### WHAT IS EXPECTED:
Copy the records from their first line through the line containing "[242, 76, 281, 121]", swapping "frame" for "image" and leaving everything else as it is. Give back only those lines.

### DATA EXCERPTS:

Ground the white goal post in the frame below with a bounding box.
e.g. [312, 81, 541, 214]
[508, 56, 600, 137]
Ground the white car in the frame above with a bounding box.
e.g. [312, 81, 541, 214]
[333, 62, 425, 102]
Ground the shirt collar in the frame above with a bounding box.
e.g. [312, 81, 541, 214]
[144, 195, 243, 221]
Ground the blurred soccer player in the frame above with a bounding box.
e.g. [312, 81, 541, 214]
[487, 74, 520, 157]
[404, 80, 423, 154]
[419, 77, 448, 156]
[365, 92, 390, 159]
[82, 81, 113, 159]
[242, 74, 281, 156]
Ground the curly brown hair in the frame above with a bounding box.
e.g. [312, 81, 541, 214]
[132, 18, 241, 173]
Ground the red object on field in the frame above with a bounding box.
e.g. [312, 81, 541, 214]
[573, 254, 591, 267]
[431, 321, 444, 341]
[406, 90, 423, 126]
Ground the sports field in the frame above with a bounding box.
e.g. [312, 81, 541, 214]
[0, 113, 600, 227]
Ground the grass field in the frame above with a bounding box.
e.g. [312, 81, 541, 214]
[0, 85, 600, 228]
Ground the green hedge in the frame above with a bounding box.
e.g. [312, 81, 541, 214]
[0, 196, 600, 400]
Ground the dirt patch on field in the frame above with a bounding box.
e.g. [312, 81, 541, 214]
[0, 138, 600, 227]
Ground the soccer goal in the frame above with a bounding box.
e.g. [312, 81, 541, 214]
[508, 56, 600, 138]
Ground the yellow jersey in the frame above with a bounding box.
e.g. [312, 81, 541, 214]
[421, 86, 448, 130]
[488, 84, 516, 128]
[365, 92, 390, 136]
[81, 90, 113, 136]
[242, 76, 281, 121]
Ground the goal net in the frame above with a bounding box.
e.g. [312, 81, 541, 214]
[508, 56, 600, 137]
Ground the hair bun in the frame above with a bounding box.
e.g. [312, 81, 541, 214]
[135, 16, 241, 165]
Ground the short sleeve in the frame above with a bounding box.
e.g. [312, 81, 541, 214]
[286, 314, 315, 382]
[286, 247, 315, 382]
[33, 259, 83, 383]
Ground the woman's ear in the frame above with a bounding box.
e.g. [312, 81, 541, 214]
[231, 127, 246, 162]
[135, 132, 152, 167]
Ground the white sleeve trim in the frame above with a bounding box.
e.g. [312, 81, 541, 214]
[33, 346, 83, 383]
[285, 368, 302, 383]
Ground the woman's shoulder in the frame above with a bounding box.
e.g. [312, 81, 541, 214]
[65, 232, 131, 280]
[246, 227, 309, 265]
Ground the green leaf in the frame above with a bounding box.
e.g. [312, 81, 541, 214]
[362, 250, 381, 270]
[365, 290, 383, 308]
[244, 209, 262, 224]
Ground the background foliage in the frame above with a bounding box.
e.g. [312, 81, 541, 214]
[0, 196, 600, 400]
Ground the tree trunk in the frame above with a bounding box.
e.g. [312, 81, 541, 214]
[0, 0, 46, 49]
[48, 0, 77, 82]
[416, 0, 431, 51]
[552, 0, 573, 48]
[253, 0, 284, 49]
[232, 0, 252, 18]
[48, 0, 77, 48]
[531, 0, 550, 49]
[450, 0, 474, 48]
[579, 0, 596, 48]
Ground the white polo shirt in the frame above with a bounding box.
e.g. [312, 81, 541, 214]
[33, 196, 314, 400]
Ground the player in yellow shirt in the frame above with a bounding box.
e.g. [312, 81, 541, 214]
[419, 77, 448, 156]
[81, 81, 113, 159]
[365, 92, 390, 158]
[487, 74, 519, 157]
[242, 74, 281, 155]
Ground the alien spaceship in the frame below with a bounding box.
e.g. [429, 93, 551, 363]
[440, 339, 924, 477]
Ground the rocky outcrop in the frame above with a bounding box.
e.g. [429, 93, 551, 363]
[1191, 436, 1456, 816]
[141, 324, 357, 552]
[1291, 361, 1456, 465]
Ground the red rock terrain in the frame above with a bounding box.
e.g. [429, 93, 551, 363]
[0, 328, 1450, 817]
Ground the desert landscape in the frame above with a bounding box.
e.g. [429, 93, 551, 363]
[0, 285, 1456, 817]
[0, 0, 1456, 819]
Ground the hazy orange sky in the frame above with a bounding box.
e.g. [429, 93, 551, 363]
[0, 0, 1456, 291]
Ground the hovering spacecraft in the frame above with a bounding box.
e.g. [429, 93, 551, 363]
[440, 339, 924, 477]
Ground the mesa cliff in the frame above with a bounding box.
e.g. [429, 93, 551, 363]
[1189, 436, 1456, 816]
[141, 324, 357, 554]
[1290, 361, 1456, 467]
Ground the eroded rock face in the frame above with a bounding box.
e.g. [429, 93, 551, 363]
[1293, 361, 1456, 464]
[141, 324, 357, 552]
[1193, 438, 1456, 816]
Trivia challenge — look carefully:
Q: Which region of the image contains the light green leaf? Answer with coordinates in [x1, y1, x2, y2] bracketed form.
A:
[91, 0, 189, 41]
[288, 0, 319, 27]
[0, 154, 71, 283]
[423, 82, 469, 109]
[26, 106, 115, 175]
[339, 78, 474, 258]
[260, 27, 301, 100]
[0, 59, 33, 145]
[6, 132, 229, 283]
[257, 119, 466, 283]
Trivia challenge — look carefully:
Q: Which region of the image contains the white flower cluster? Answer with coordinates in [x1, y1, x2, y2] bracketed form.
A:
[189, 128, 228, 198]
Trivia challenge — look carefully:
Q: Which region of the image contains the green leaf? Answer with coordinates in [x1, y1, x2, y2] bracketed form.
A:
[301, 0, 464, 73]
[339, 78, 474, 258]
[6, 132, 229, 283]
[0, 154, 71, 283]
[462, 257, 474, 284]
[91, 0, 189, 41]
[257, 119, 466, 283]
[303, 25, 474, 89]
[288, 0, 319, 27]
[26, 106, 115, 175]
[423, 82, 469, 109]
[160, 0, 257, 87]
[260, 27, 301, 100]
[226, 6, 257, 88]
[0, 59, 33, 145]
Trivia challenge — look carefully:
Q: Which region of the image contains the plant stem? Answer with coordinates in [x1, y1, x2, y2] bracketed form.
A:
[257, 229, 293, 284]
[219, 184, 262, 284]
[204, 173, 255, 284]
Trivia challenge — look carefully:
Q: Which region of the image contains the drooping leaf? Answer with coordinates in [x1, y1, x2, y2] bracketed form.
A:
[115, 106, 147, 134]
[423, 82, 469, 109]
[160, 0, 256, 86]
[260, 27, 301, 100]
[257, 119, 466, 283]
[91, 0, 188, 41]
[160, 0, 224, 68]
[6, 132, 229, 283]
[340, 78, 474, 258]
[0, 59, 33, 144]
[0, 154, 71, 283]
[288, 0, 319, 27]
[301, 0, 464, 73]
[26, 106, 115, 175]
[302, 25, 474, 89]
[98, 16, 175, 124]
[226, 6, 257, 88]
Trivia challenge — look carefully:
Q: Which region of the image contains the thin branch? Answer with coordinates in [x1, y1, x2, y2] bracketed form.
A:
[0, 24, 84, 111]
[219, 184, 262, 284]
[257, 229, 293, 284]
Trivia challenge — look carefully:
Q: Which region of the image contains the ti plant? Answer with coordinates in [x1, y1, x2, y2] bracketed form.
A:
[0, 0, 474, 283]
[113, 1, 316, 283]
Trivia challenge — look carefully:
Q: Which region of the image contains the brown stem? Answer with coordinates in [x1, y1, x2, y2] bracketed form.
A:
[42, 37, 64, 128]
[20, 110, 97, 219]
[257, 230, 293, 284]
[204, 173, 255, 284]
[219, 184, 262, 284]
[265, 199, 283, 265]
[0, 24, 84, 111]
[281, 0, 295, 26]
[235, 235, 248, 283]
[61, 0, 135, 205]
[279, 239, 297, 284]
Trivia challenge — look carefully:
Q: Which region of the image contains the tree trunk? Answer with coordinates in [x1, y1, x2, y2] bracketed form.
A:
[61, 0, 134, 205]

### RESULT OF THE TASK:
Ground the white goal post in the image below with a bounding box.
e.g. [312, 81, 541, 214]
[508, 56, 600, 137]
Ground the white car in the image above with a bounding box.
e.g. [312, 81, 541, 214]
[333, 62, 425, 102]
Ground the shirt collar in the image above with a bounding box.
e.g. [312, 81, 541, 214]
[144, 195, 243, 221]
Ground the blurred soccer player in the image above with a bounding box.
e.g. [312, 81, 541, 214]
[487, 74, 520, 157]
[404, 80, 423, 154]
[419, 77, 448, 156]
[365, 92, 390, 159]
[82, 81, 113, 159]
[242, 74, 281, 156]
Ground the curly brown hair in the image above with a bounding box.
e.g. [312, 81, 541, 214]
[132, 18, 241, 173]
Ground the red object on field in the image above with a bounding box.
e.g. [312, 81, 541, 214]
[573, 254, 591, 267]
[431, 321, 444, 341]
[406, 90, 423, 126]
Ground the sports field in the image above with a bounding box.
e.g. [312, 81, 541, 214]
[0, 113, 600, 227]
Ground the grass field in the image above with a bounding box.
e.g. [312, 81, 541, 214]
[0, 85, 600, 228]
Ground the green hedge in the image above with a bounding box.
e.g. [312, 81, 541, 214]
[0, 196, 600, 400]
Ground the dirt patch on field in the image above with a bounding box.
e.g. [312, 81, 541, 214]
[0, 138, 600, 227]
Ground the soccer goal in the image above with a bounding box.
e.g. [312, 81, 541, 214]
[508, 56, 600, 138]
Ground the yellow jersey in the image above with a bounding box.
e.g. [312, 81, 541, 214]
[421, 86, 448, 130]
[488, 84, 516, 128]
[365, 92, 390, 136]
[81, 90, 113, 136]
[242, 76, 281, 121]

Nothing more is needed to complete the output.